⟨
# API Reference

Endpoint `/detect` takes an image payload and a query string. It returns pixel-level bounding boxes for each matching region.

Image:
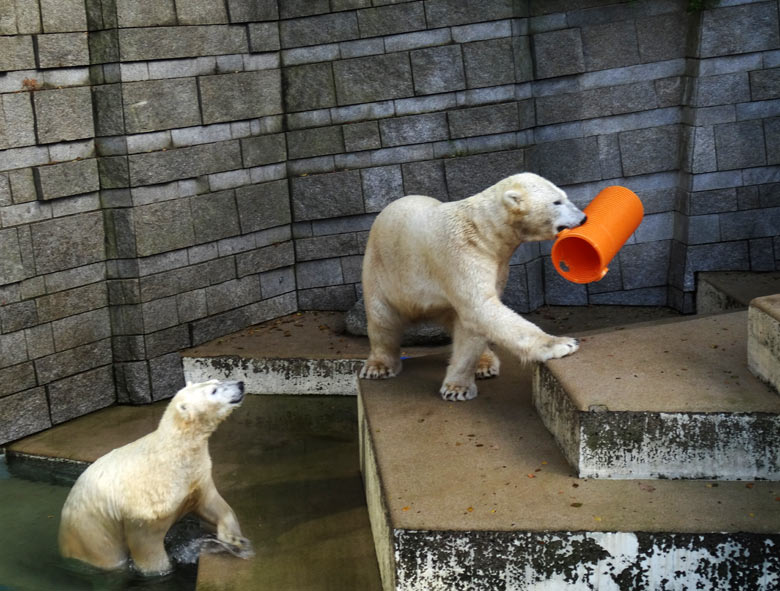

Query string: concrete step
[182,312,444,395]
[358,356,780,591]
[696,271,780,314]
[534,311,780,480]
[748,293,780,391]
⟩
* [STATED GOAL] Return every line of the entries above verbatim, leaving out the pictures.

* [ANSWER IN FULL]
# API Reference

Endpoint `/detect` takes an image payload and a query string. It returns pixel-level bounding boxes for each matching region.

Image:

Query string: concrete step
[182,312,444,395]
[358,356,780,591]
[696,271,780,314]
[534,311,780,480]
[748,293,780,391]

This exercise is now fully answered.